Will you restate verbatim the lines running from the line with "For every instance of the front side" to the end of the data, leaving out everything else?

[Begin INFORMATION SHOWN]

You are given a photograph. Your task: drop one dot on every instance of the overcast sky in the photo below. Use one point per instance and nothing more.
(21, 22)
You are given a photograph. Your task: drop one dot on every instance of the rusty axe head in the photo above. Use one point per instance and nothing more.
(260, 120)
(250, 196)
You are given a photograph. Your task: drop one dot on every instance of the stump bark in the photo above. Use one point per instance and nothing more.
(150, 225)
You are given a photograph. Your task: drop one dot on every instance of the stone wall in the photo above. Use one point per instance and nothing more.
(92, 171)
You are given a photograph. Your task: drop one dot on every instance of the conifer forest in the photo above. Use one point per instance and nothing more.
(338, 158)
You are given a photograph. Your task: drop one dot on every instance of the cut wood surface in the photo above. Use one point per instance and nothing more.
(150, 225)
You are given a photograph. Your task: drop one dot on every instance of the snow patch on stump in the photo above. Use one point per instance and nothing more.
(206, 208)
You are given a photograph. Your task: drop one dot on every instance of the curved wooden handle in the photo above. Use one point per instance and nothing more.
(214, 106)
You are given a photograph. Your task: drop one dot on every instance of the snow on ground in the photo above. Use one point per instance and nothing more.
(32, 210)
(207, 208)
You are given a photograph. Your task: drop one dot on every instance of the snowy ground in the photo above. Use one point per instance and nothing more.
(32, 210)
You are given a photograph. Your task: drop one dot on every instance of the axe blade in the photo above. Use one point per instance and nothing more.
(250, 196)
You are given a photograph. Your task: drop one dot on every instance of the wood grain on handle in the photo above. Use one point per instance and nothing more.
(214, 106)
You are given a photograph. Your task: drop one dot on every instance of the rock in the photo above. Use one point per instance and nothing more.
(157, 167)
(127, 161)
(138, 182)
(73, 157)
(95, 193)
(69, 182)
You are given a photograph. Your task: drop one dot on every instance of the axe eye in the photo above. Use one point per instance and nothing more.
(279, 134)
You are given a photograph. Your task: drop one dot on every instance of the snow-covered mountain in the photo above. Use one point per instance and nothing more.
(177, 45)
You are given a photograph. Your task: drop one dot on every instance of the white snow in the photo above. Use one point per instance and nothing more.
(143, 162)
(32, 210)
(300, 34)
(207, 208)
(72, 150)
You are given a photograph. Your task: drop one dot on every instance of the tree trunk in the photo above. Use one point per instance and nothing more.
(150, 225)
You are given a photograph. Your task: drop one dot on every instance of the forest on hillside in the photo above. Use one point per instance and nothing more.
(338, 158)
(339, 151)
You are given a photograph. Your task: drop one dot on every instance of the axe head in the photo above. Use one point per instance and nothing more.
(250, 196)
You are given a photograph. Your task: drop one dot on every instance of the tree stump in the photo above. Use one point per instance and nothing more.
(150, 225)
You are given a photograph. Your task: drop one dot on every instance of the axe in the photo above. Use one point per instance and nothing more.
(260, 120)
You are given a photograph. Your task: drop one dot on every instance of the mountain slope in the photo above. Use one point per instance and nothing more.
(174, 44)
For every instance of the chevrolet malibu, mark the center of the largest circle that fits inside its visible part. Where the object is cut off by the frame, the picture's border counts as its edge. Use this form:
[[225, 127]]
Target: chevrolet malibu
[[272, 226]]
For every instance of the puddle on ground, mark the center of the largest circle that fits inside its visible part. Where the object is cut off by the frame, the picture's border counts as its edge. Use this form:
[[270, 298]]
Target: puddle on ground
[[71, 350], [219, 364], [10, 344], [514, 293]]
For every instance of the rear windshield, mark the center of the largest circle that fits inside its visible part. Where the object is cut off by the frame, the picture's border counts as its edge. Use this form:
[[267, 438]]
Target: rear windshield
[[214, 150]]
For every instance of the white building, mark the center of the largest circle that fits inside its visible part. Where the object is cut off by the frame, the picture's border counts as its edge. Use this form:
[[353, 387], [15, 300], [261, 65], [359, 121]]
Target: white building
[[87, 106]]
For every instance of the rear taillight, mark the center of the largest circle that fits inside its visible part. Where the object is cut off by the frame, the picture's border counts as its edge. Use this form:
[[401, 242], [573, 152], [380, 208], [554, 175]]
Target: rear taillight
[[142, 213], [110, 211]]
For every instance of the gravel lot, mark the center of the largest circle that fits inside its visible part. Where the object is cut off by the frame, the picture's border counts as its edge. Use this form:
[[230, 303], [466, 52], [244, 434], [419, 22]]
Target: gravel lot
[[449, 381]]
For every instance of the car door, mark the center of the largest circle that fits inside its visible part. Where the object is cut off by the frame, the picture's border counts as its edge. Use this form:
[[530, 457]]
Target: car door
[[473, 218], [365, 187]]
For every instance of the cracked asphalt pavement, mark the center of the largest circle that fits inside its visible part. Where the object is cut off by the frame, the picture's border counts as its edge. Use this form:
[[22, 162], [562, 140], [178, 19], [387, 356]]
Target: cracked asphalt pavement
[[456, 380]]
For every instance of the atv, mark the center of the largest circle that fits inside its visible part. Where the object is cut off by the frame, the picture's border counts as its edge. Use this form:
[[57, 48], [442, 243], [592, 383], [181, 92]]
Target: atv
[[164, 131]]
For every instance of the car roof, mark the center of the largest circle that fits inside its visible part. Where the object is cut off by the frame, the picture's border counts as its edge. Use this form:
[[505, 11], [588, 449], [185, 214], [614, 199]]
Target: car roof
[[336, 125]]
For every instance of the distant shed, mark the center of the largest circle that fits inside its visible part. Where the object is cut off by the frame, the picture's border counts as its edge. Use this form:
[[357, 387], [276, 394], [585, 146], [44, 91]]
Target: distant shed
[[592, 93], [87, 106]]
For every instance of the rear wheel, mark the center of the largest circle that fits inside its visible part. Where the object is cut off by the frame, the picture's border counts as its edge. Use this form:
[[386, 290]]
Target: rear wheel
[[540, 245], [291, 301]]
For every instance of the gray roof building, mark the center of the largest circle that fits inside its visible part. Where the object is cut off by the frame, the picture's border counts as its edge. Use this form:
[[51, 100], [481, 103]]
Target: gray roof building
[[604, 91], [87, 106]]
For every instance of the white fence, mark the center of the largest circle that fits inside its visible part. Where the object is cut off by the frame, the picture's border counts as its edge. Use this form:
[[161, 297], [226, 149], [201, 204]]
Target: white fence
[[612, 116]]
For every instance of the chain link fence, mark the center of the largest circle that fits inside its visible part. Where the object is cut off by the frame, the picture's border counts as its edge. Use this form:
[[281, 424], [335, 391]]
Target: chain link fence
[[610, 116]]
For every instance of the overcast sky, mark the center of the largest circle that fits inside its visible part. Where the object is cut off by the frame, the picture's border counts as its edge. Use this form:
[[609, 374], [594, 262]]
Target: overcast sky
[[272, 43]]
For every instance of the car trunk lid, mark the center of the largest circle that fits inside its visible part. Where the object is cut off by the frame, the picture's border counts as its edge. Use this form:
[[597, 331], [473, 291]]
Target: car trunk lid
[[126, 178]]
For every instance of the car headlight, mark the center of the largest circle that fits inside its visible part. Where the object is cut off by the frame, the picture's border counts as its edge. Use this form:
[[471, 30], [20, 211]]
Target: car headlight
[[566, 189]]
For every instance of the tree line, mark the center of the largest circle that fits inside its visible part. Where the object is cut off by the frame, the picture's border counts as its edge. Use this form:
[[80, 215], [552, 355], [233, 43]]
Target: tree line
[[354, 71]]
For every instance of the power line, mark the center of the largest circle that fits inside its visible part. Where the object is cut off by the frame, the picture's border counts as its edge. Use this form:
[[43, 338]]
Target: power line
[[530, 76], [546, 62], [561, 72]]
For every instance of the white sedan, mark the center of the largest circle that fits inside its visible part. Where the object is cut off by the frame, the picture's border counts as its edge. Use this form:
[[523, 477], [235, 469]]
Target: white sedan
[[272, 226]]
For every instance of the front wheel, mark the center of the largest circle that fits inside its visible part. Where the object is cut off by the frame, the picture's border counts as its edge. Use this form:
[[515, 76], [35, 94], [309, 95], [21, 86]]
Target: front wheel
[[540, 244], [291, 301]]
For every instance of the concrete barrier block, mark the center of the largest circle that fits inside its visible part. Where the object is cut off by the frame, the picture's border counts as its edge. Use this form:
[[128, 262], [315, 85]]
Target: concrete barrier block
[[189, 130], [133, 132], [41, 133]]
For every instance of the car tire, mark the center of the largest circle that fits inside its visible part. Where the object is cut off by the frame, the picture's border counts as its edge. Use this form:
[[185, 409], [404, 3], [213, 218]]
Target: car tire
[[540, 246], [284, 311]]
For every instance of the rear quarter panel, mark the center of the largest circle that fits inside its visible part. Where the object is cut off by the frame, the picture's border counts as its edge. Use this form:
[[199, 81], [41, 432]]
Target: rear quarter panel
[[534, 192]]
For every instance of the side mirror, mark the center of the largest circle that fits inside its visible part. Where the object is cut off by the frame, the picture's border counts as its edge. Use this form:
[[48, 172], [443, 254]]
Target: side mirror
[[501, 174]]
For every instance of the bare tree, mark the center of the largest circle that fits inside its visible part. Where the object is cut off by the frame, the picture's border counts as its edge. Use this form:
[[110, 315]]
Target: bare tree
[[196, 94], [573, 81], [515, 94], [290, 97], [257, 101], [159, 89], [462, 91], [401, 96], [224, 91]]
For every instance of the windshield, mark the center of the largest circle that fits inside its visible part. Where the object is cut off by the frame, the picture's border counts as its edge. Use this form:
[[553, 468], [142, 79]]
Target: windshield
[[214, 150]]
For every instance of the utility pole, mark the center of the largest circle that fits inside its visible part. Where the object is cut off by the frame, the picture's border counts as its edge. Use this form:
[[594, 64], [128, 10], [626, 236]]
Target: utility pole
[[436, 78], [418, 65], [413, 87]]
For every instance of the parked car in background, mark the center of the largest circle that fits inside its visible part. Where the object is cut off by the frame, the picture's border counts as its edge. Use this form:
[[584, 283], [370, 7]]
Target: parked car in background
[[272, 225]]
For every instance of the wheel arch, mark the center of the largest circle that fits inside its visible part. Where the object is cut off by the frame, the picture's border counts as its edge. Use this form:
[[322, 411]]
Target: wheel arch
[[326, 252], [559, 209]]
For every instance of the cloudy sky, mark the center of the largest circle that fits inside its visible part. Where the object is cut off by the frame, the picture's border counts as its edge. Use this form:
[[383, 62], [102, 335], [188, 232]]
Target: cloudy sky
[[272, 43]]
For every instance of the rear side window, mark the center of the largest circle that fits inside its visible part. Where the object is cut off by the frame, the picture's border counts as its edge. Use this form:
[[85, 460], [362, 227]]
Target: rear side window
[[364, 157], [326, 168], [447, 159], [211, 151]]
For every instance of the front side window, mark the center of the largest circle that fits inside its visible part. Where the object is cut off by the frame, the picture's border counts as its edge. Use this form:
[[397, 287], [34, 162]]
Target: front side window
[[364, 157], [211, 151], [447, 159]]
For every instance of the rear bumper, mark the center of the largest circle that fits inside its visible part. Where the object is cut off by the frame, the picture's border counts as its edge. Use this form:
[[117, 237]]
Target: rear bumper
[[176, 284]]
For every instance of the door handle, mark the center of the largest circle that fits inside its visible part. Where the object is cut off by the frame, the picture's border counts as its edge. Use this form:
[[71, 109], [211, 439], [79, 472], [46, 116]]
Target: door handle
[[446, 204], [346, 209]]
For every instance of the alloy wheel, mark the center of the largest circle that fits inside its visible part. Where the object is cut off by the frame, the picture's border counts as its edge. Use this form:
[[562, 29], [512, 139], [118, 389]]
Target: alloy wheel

[End INFORMATION SHOWN]

## COMPLETE ANSWER
For every instance of the front side window, mark the center of the largest circle that fits inside its visible part. Where the object is cut off by the frame, the picture's border counts as its edge. Use this form:
[[397, 287], [34, 162]]
Target: front side window
[[364, 157], [211, 151], [447, 159]]
For every instance of the rear bumper, mark the center of the largest circle that fits inside its visible part. Where the object is cut off by the frame, the picture's border counts as its edge. Use this form:
[[117, 237]]
Target: rear bumper
[[176, 284]]
For every instance of the door handle, mark the center of the largest circle that fits inside its visible part. Where the object is cut off by the frame, the picture's border counts as its edge. Use this form:
[[71, 109], [211, 439], [79, 472], [46, 116]]
Target: door handle
[[446, 204], [346, 209]]
For every instance of the alloy wheel, mark the center of the largest circle that fits inside its visible part. Where the object is cut off by the frame, the picture's border counts as its edge. Use this form:
[[562, 29], [512, 139], [118, 389]]
Target: alloy wheel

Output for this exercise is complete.